Problem to work on
Rewrite the data from the line containing "Trace the outline of every instance of the red franklin" through the end, inclusive, replacing "Polygons" with "Outlines" and leaving everything else unchanged.

(A run of data)
- - - - -

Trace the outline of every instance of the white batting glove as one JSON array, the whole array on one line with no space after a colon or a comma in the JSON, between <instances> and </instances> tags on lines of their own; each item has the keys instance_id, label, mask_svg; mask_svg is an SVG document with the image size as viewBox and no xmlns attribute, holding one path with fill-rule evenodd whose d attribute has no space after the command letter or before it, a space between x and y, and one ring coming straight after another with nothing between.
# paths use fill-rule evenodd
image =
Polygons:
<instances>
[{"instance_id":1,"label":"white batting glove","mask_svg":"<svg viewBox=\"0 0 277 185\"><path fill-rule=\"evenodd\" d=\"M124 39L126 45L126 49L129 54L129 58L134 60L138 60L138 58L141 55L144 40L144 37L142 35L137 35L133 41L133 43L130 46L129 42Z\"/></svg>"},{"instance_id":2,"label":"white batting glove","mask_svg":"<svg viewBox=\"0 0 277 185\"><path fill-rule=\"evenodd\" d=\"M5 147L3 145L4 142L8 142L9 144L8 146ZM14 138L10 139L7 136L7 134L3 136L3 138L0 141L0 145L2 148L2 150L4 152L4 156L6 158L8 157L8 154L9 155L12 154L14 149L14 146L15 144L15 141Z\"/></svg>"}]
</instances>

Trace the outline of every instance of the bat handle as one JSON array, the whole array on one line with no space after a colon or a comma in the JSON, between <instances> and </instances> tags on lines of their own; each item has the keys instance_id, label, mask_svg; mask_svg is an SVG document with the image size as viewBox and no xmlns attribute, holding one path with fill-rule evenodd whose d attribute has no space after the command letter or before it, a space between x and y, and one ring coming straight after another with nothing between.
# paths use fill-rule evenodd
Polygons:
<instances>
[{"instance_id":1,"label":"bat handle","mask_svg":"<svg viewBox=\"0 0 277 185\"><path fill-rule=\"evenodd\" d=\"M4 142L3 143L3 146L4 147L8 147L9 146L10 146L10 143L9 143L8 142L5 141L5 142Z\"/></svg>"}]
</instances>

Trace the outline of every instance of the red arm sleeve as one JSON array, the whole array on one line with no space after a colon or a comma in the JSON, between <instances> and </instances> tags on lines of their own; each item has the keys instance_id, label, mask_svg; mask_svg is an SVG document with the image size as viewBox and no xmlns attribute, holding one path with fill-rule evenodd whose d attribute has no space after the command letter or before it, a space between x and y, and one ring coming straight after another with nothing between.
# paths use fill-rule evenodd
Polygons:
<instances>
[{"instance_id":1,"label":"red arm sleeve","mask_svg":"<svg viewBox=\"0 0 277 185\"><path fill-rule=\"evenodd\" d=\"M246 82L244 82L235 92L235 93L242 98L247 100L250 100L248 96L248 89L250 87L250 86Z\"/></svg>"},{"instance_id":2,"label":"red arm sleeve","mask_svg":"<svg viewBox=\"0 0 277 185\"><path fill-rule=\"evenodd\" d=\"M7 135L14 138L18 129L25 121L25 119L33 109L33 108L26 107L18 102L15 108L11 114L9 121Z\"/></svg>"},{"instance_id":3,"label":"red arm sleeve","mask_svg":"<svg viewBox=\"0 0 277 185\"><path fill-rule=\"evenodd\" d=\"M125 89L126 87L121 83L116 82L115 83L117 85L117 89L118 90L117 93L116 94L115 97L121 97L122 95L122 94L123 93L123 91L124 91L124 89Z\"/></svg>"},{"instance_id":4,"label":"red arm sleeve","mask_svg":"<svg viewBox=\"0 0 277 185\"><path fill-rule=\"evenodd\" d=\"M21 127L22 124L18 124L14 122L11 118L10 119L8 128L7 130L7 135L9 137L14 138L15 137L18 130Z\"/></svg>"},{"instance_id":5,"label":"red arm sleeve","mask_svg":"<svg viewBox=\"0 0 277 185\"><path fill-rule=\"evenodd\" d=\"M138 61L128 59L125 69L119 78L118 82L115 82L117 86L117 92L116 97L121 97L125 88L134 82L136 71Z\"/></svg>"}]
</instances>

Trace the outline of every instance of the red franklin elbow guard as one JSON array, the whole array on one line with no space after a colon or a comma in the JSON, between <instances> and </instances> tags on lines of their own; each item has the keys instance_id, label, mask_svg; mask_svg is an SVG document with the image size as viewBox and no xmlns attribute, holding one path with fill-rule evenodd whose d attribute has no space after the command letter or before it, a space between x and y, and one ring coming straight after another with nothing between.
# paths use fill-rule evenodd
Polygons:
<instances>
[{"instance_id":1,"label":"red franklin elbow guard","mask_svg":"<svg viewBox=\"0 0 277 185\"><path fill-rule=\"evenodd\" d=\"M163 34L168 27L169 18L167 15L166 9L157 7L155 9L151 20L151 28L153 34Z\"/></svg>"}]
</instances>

- - - - -

Finished exercise
Trace the outline of every instance of the red franklin elbow guard as one JSON array, the whole array on one line with no space after a colon or a comma in the JSON, between <instances> and </instances> tags on lines of their own; each item has the keys instance_id, label, mask_svg; mask_svg is an SVG document with the image size as viewBox and no xmlns attribute, holding one path with fill-rule evenodd whose d attribute has no space after the command letter or before it, a space between x and y, and one ring coming straight after another with nothing between.
# paths use fill-rule evenodd
Outlines:
<instances>
[{"instance_id":1,"label":"red franklin elbow guard","mask_svg":"<svg viewBox=\"0 0 277 185\"><path fill-rule=\"evenodd\" d=\"M163 34L168 27L169 18L167 15L166 9L157 7L155 9L151 20L151 28L153 34Z\"/></svg>"}]
</instances>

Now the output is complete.